Extrait du document:
+++

Bref historique : en 1971, la France dénombre 17 000 morts sur ses routes. Il faut dire qu'on peut rouler à 200 km/h avec un bon gramme dans le sang, sans ceinture de sécurité, sans pour autan être hors-la-loi. Après la mise en place d'une législation minimale, le décompte macabre s'infléchit sensiblement et s'établit autour des 10 000. La politique Chirac ramène ce chiffre à 6 000. Avec une nouvelle série de mesures (radars fixes, contrôles multipliés), Sarkozy divise quasiment ce chiffre par deux. Evidemment, la mort brutale d'un usager est un drame épouvantable, pour une famille. Mais on ne meurt pas que sur les routes, loin de là. La plupart des gens meurent dans les hôpitaux. Va-t-on les interdire ? Evidemment, on peut toujours réduire le nombre de morts, en sacrifiant toujours un peu plus la liberté des usagers. La réduction des libertés réduit mécaniquement les risques. Mais la liberté n'est-elle pas un risque acceptable ? Les chiffres sont-ils si catastrophiques ?
Dans notre pays, un accident a lieu tous les 251 666 k. Un conducteur est blessé tous les 5 millions de kilomètres. Un conducteur se tue tous les 126 millions de kilomètres. Il semble que ces constats nous laissent une certaine marge de manoeuvre, même si vous décidez d'être dix fois plus dangereux que vos petits camarades de klaxon. Sur une période de vingt ans, tout conducteur est statistiquement assuré de subir un accident (quand il est statistiquement assuré de subir bien plus d'une unique agression), qui a 0,002/1 chances de lui coûter la vie. Soit un risque sur 500. En imaginant qu'il ne s'agisse pas d'un calcul politique, effrayer les gens pour une si improbable éventualité est tout sauf rationnel et responsable.
Tenez-vous bien, en 100 ans de conduite, vous aurez en moyenne six accidents, et un risque sur cent d'y passer. Placez cent papiers dans une urne, tirez au sort : l'un d'entre eux est votre certificat de décès dans un accident de la route. Pour une vie de centenaire, ça se tente non ? A titre de comparaison, le tabac représenterait dans notre urne dix certificats de décès. Le risque que vous vous suicidiez est trois fois plus important. Le risque que vous vous fassiez violer est dix fois plus important... Trouvez-vous que la politique du gouvernement contre le viol est suffisante ? Et n'en concluez pas que rester dan votre canapé est plus sûr que de prendre le volant : selon une étude publiée en juillet 2012 dans la revue médicale britannique The Lancet, une personne sur dix meurt d'inactivité physique.
Oui, les cadavres de nos routes sont devenus les pantins des politiciens : par calcul, ils criminalisent des gens qui ne le méritent pas et dépensent pour ne pas dire extorquent leur argent pour construire le faux problème de la sécurité routière. L'Etat garantit l'entretien du sentiment de culpabilité.

+++

[Entrées de données enregistrées]
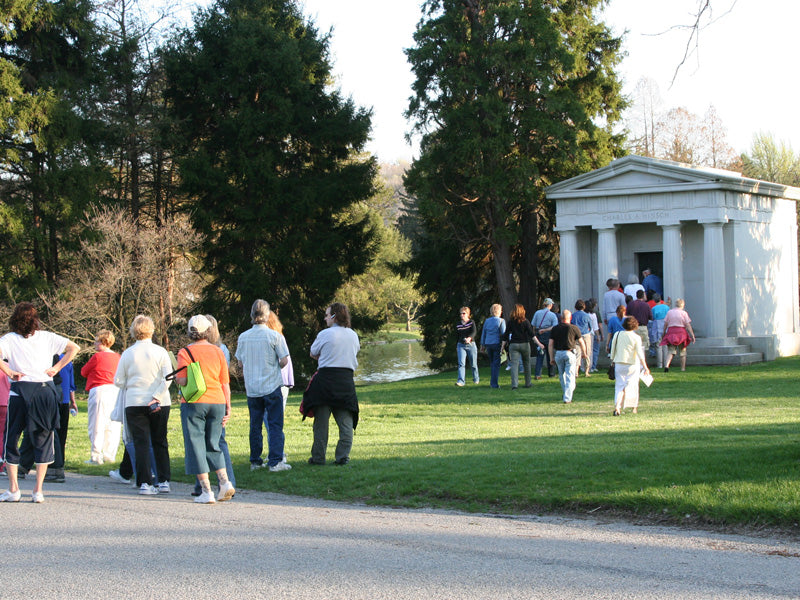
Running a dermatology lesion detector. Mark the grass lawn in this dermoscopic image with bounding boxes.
[67,358,800,528]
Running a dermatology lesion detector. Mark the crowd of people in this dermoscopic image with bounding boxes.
[456,268,695,416]
[0,276,695,504]
[0,299,360,504]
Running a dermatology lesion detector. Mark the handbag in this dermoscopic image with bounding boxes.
[165,346,207,402]
[109,388,125,423]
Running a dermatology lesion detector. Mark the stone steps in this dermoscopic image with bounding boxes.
[648,338,764,366]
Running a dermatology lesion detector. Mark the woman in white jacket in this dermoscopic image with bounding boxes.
[114,315,172,496]
[611,317,650,417]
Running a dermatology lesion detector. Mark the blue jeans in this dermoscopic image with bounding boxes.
[508,342,531,390]
[533,331,553,377]
[456,342,481,383]
[556,350,578,402]
[247,386,285,467]
[486,344,500,388]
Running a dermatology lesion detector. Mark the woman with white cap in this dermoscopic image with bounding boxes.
[175,315,236,504]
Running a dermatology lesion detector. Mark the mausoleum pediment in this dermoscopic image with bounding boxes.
[547,156,740,198]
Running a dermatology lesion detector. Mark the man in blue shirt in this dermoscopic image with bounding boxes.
[642,268,664,298]
[570,300,592,377]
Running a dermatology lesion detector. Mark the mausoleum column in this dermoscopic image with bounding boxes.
[661,223,684,301]
[595,225,619,298]
[558,229,580,310]
[700,221,728,338]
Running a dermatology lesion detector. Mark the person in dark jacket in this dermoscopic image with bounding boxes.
[456,306,481,387]
[503,304,544,390]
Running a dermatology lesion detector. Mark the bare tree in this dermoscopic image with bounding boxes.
[701,104,741,170]
[667,0,737,86]
[40,209,201,348]
[626,77,662,157]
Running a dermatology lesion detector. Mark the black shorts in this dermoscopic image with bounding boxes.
[4,382,58,465]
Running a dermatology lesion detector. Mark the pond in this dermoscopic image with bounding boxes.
[355,340,436,385]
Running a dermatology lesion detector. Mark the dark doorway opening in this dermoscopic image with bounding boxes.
[634,252,664,283]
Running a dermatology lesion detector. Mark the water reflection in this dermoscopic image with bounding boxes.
[355,340,435,384]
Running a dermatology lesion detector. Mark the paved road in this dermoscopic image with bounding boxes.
[0,474,800,600]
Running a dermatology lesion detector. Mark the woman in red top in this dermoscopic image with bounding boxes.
[175,315,236,504]
[81,329,122,465]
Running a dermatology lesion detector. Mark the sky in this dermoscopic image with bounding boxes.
[178,0,800,162]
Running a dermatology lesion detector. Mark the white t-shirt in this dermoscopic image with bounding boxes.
[311,323,361,371]
[0,330,69,386]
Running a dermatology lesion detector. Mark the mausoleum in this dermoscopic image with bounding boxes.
[547,156,800,364]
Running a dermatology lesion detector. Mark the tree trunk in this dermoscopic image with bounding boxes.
[519,210,541,315]
[492,240,517,315]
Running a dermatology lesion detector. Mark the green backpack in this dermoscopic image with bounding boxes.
[166,346,207,402]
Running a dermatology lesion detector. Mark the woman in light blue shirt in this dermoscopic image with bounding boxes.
[481,304,506,388]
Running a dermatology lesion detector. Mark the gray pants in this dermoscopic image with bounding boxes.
[508,342,531,388]
[311,406,353,464]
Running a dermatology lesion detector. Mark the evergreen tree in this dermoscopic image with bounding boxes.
[0,0,102,301]
[164,0,376,376]
[406,0,624,364]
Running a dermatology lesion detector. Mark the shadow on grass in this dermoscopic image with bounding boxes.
[260,424,800,526]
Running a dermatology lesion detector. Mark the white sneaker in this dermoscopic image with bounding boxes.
[139,483,158,496]
[194,492,217,504]
[217,481,236,502]
[0,490,22,502]
[108,471,131,483]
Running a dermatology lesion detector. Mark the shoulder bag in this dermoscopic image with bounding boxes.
[166,346,207,402]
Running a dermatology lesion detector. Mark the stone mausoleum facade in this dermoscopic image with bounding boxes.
[547,156,800,363]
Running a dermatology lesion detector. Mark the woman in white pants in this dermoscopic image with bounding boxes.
[81,329,122,465]
[611,317,650,417]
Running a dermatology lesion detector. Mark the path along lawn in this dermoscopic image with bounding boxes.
[67,358,800,527]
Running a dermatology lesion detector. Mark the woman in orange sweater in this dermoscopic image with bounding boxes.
[175,315,236,504]
[81,329,122,465]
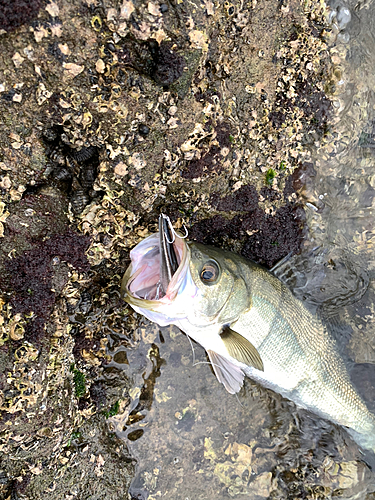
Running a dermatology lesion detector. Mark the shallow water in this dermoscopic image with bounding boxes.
[114,1,375,500]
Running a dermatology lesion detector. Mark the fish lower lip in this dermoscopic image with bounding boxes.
[159,214,178,292]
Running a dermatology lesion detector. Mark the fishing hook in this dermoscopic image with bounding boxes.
[161,213,189,245]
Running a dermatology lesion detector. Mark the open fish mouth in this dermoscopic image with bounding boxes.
[121,214,190,303]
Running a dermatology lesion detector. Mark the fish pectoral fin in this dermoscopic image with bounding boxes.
[207,350,245,394]
[220,326,264,372]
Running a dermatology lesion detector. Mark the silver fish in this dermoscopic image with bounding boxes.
[122,215,375,451]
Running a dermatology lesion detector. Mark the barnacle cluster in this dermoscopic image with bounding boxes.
[0,0,346,499]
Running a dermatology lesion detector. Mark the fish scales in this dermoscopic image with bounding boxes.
[232,274,375,438]
[122,229,375,451]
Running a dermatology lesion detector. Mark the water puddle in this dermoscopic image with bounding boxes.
[110,0,375,500]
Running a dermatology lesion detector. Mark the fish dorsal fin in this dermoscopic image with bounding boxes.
[220,326,264,372]
[207,350,245,394]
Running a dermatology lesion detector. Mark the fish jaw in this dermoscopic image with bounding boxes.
[121,233,199,326]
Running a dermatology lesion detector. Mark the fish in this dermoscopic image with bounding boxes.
[121,214,375,451]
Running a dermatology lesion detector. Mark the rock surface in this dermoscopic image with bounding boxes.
[0,0,346,500]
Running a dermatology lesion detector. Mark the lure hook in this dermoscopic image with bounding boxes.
[161,213,189,245]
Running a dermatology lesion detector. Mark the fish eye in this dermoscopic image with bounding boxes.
[200,260,220,285]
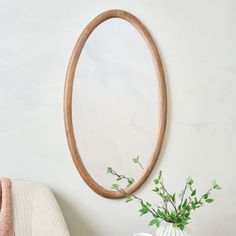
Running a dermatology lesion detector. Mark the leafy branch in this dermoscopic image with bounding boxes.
[107,156,221,230]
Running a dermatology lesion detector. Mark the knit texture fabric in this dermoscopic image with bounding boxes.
[12,180,70,236]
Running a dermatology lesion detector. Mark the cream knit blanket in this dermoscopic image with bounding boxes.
[0,178,14,236]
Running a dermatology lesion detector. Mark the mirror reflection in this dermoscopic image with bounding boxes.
[72,18,160,189]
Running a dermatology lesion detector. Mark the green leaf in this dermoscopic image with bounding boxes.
[125,196,134,202]
[107,167,112,174]
[139,204,149,216]
[149,218,160,227]
[206,198,214,203]
[171,193,176,203]
[187,177,193,186]
[116,176,123,181]
[191,189,197,197]
[152,187,160,193]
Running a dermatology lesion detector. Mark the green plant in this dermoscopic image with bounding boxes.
[107,156,221,230]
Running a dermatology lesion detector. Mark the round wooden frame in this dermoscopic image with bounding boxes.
[64,10,167,199]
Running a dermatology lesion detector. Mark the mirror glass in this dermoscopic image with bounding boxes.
[72,18,160,189]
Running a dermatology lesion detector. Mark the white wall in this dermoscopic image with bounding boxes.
[0,0,236,236]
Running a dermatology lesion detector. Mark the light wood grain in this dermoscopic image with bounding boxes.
[64,10,167,199]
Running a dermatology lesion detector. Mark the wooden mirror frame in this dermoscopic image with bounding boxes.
[64,10,167,199]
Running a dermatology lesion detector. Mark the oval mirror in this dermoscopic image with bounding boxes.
[64,10,167,198]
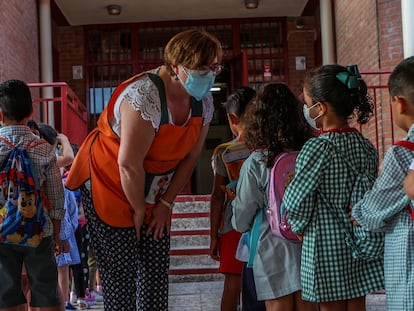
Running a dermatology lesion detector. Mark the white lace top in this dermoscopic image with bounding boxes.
[112,67,214,136]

+++

Consigne de travail: Recopiez à l'identique le passage du texte sur la sécurité routière qui commence à « Dans notre pays, un » et se termine à « rationnel et responsable. ». Les lignes n'ont aucun rôle dans cet exercice.

Réponse attendue:
Dans notre pays, un accident a lieu tous les 251 666 k. Un conducteur est blessé tous les 5 millions de kilomètres. Un conducteur se tue tous les 126 millions de kilomètres. Il semble que ces constats nous laissent une certaine marge de manoeuvre, même si vous décidez d'être dix fois plus dangereux que vos petits camarades de klaxon. Sur une période de vingt ans, tout conducteur est statistiquement assuré de subir un accident (quand il est statistiquement assuré de subir bien plus d'une unique agression), qui a 0,002/1 chances de lui coûter la vie. Soit un risque sur 500. En imaginant qu'il ne s'agisse pas d'un calcul politique, effrayer les gens pour une si improbable éventualité est tout sauf rationnel et responsable.